▸ PROBLEM TO SOLVE: Please copy the listing below in its entirety, without alteration.

MATERIAL FOR THIS TASK Block Start

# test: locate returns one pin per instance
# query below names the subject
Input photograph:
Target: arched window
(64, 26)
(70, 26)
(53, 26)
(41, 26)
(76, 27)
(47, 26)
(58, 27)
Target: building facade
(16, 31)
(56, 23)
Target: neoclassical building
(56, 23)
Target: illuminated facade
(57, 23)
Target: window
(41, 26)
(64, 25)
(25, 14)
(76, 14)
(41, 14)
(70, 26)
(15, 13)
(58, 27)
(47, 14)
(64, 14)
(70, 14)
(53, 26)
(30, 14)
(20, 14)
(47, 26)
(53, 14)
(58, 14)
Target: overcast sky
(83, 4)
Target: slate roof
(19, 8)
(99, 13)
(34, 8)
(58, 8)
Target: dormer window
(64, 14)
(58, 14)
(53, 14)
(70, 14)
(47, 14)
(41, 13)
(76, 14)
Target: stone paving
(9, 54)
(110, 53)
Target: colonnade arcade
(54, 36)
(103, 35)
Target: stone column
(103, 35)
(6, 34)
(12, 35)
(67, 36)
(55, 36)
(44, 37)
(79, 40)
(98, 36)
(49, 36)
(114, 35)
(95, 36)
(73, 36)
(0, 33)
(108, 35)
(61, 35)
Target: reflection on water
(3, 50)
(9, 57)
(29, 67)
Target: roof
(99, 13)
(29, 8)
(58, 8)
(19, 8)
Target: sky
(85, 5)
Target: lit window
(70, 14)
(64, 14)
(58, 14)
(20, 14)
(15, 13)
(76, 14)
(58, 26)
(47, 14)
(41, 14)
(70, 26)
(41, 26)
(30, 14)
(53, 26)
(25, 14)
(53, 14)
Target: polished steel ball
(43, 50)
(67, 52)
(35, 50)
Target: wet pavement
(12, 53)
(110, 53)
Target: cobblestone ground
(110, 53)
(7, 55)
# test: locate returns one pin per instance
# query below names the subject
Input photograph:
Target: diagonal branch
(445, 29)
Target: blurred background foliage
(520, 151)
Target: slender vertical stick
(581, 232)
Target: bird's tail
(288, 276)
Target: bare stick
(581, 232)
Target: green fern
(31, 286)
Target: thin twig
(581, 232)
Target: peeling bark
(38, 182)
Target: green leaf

MATERIAL FOR THIS TASK Block End

▸ ANSWER TO THIS PROBLEM:
# test: locate returns one pin per instance
# query below names the subject
Input photograph:
Target: arched window
(64, 26)
(70, 26)
(53, 26)
(41, 26)
(76, 27)
(47, 26)
(58, 27)
Target: building facade
(16, 31)
(56, 23)
Target: neoclassical building
(56, 23)
Target: illuminated facade
(57, 23)
Target: window
(41, 26)
(64, 25)
(25, 14)
(76, 14)
(41, 14)
(70, 26)
(15, 13)
(58, 27)
(47, 14)
(64, 14)
(70, 14)
(53, 26)
(30, 14)
(20, 14)
(47, 26)
(53, 14)
(58, 14)
Target: overcast sky
(83, 4)
Target: slate roof
(19, 8)
(99, 13)
(34, 8)
(58, 8)
Target: dormer window
(64, 14)
(58, 14)
(53, 14)
(70, 14)
(47, 14)
(41, 13)
(76, 14)
Target: stone paving
(9, 54)
(110, 53)
Target: colonnade arcade
(54, 36)
(103, 35)
Target: stone column
(103, 35)
(6, 34)
(12, 35)
(67, 36)
(55, 36)
(44, 37)
(79, 40)
(98, 36)
(49, 36)
(114, 35)
(95, 36)
(73, 36)
(0, 33)
(108, 35)
(61, 35)
Target: reflection on water
(3, 50)
(9, 57)
(29, 67)
Target: roof
(99, 13)
(29, 8)
(58, 8)
(19, 8)
Target: sky
(85, 5)
Target: lit window
(70, 14)
(64, 14)
(58, 14)
(20, 14)
(15, 13)
(76, 14)
(58, 26)
(47, 14)
(41, 14)
(70, 26)
(41, 26)
(30, 14)
(53, 26)
(25, 14)
(53, 14)
Target: polished steel ball
(43, 50)
(67, 52)
(35, 50)
Target: wet pavement
(12, 53)
(110, 53)
Target: cobblestone ground
(110, 53)
(7, 55)
# test: locate returns one pin per instance
# query below names the subject
Input photograph:
Target: diagonal branch
(445, 29)
Target: blurred background foliage
(520, 151)
Target: slender vertical stick
(581, 232)
Target: bird's tail
(288, 276)
Target: bare stick
(581, 232)
Target: green fern
(31, 286)
Target: thin twig
(581, 232)
Target: peeling bark
(38, 182)
Target: green leaf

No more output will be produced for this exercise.